(Referring expression pointing data)
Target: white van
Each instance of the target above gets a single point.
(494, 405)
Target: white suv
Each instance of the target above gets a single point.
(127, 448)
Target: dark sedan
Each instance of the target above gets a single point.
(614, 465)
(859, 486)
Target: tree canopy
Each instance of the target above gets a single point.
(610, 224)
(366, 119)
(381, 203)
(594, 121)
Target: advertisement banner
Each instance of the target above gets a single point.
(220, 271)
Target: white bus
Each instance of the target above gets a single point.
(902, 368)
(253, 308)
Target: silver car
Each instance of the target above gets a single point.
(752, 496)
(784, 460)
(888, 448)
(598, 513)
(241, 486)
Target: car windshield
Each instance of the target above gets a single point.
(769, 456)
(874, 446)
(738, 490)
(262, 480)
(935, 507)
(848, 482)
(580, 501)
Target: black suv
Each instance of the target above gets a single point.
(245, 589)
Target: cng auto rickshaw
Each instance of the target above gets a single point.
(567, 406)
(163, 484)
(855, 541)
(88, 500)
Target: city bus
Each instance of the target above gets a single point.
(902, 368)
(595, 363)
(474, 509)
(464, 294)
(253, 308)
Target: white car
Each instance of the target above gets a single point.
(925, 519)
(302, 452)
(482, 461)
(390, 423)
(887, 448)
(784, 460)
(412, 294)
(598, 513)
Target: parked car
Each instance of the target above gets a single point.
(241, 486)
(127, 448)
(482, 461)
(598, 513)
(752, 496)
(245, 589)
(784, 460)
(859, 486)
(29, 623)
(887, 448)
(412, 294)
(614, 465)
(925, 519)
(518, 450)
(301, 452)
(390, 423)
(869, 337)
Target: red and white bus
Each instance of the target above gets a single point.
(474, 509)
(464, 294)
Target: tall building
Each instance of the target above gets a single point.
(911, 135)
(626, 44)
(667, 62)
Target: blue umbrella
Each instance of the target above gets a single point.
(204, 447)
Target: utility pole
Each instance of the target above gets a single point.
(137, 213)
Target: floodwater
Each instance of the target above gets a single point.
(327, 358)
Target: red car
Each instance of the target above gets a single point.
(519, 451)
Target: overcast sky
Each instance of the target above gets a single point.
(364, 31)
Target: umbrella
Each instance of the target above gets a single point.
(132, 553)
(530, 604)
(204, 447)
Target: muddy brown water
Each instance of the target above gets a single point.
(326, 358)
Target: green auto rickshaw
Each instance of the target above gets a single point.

## PROBLEM
You are asked to copy all of the entries above exactly.

## OUTPUT FOR THIS TASK
Target: white van
Each instance of the target above gets a single point.
(494, 405)
Target: white suv
Each instance of the target above gets a single point.
(127, 448)
Target: dark sedan
Each instance of the target above gets a single point.
(614, 465)
(859, 486)
Target: tree canopy
Each instance of the target above gets a single point.
(610, 224)
(366, 119)
(381, 203)
(594, 121)
Target: advertisement banner
Each instance of the target above gets a single point.
(220, 271)
Target: white bus
Each instance of the target above gets a single point.
(902, 368)
(253, 308)
Target: silver car
Each instance of the target above gets a single point.
(752, 496)
(784, 460)
(888, 448)
(598, 513)
(241, 486)
Target: car windshield
Each instance of the target above gets a single point.
(769, 456)
(874, 446)
(738, 490)
(262, 480)
(935, 507)
(848, 482)
(580, 501)
Target: black suv
Each instance of the target above gets a single point.
(245, 589)
Target: cng auto rickshaw
Each instance of the target above gets a single point.
(567, 406)
(163, 484)
(855, 541)
(88, 500)
Target: city bus
Each instance of the target above gets a single point.
(902, 368)
(595, 363)
(474, 509)
(464, 294)
(253, 308)
Target: white car
Each instance of the target above gets a single point.
(925, 519)
(302, 452)
(482, 461)
(390, 423)
(887, 448)
(784, 460)
(412, 294)
(598, 513)
Target: parked car
Each instance of the target above gets a single point.
(241, 486)
(127, 448)
(482, 461)
(598, 513)
(752, 496)
(245, 589)
(784, 460)
(859, 486)
(29, 623)
(887, 448)
(412, 294)
(614, 465)
(925, 519)
(518, 450)
(301, 452)
(390, 423)
(869, 337)
Target: red and white bus
Each instance of the target above gets a single point.
(474, 509)
(464, 294)
Target: tall building
Each instance of the target above gets a single point.
(911, 135)
(626, 44)
(667, 62)
Target: blue umbrella
Each instance of the target above gets a single point.
(204, 447)
Target: utility pole
Each instance of the target above gets a single point.
(137, 213)
Target: floodwater
Each instance of the target above gets a single point.
(327, 358)
Target: red car
Each instance of the target above gets a single point.
(519, 451)
Target: overcast sky
Each instance of the target above gets a single point.
(364, 31)
Target: umbrella
Each instance of the target above gets a single point.
(132, 553)
(530, 604)
(204, 447)
Target: muddy brown water
Each instance of the target above gets a single point.
(326, 358)
Target: green auto rickshaw
Each instance of the target above gets a single point.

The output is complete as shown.